Bounding box annotation entries:
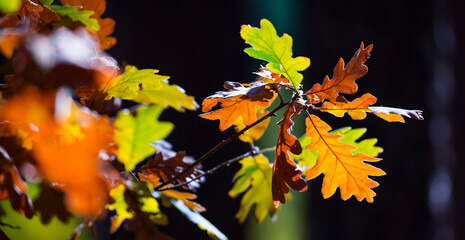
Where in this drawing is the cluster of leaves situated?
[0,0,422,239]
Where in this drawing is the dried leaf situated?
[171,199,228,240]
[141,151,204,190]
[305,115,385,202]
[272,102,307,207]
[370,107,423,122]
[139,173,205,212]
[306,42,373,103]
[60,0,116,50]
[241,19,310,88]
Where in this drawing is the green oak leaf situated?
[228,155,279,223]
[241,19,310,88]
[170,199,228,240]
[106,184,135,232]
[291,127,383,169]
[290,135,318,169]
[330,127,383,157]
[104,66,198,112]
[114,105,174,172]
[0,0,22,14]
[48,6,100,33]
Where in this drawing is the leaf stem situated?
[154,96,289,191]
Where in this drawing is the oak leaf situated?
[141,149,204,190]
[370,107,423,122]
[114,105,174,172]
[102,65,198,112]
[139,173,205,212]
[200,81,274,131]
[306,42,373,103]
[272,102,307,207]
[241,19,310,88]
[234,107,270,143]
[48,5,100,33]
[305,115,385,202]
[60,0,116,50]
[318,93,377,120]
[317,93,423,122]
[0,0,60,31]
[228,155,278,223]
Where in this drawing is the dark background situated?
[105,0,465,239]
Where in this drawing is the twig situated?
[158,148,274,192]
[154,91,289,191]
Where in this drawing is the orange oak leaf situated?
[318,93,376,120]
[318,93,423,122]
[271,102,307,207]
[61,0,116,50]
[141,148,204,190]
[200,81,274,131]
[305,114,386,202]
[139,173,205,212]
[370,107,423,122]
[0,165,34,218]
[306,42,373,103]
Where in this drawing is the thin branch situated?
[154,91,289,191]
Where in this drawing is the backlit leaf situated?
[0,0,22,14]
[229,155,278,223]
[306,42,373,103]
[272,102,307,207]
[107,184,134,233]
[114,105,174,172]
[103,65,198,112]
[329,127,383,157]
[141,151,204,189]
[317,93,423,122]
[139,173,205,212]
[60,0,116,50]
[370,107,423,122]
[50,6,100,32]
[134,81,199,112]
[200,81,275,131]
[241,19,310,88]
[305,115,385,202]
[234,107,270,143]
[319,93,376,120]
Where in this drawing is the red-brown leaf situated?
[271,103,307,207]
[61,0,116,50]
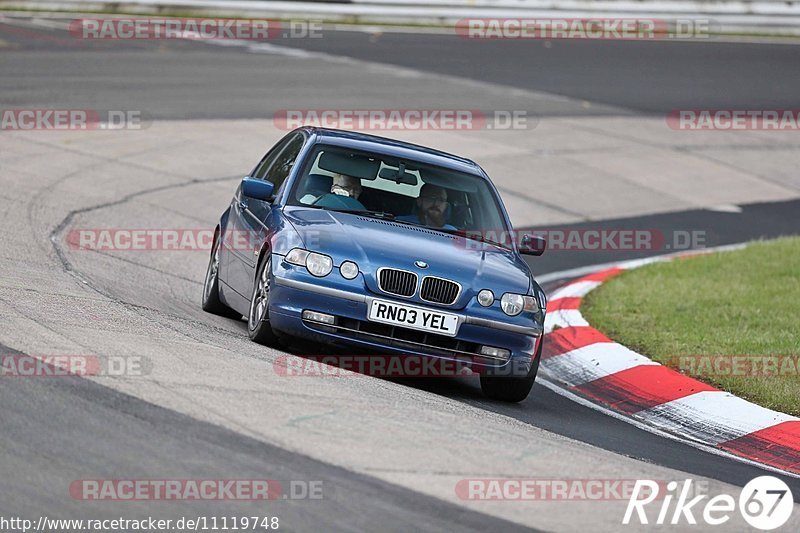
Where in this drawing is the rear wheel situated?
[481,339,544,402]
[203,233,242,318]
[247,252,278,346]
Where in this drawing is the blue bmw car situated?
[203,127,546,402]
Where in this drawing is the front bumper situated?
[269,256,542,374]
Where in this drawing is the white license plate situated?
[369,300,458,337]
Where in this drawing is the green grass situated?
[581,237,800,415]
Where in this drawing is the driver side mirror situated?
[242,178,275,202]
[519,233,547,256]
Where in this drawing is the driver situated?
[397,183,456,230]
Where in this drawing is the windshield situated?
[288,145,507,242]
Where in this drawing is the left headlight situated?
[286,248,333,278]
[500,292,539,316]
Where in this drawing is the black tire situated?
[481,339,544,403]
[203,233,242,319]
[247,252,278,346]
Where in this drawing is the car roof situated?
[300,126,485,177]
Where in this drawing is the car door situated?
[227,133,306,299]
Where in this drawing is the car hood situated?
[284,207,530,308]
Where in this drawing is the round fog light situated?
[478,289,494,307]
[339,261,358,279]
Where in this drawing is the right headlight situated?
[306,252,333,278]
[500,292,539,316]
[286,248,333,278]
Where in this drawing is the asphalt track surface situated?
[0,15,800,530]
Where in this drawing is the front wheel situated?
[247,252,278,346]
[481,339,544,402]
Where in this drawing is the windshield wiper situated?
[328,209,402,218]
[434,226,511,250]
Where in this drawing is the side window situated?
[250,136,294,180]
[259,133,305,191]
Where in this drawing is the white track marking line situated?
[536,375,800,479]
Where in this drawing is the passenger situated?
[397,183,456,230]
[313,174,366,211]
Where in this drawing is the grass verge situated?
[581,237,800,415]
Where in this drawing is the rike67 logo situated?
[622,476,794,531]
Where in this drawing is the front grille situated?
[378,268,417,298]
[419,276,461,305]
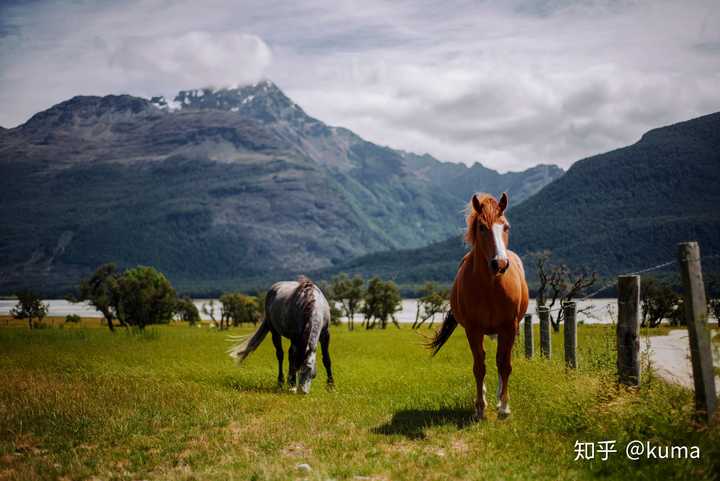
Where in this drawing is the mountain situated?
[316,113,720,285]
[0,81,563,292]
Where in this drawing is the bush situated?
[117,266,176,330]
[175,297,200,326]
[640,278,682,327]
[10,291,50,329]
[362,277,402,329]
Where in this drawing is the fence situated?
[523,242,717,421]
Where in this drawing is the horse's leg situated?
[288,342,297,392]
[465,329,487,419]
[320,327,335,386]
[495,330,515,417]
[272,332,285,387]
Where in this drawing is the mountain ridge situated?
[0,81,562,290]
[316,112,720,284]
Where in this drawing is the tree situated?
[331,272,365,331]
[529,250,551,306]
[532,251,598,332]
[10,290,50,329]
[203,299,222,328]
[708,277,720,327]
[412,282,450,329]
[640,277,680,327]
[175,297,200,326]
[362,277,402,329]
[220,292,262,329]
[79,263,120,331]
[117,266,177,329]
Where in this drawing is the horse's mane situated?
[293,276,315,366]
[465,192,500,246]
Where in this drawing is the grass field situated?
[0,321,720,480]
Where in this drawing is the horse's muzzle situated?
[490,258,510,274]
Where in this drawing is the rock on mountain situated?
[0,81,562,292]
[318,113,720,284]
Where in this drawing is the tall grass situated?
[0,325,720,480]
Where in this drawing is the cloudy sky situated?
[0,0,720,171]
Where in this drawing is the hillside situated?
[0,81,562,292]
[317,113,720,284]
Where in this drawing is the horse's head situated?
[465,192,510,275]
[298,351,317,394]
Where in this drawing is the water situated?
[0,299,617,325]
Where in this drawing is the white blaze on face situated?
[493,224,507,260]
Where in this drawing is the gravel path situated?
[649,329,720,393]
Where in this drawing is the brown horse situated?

→ **Task brief**
Rewrite every line from the one containing "Where in this drawing is the grass field" through the end of the records, increasing each bounding box coordinate by 112 and leaving all other lines unchanged.

→ **Response to this task**
Where in this drawing is the grass field situated?
[112,433,832,592]
Where in this drawing is the horse's muzzle situated?
[602,370,622,386]
Where in this drawing is the rock on mountain situated?
[112,193,674,404]
[430,225,832,396]
Where in this drawing is the tall grass situated?
[112,437,832,592]
Where in this drawing is the cloudy sky situated?
[112,112,832,283]
Where in this drawing is the hillside situated?
[112,193,674,404]
[429,225,832,396]
Where in this drawing is the horse's head situated?
[577,304,622,387]
[410,463,429,506]
Where in this drawing is the water situated?
[112,411,729,437]
Where in this drawing is the white blaze on face situated?
[605,336,619,372]
Where in this drawing is the gravel path situated?
[761,441,832,505]
Where in this drawing is the brown horse situated?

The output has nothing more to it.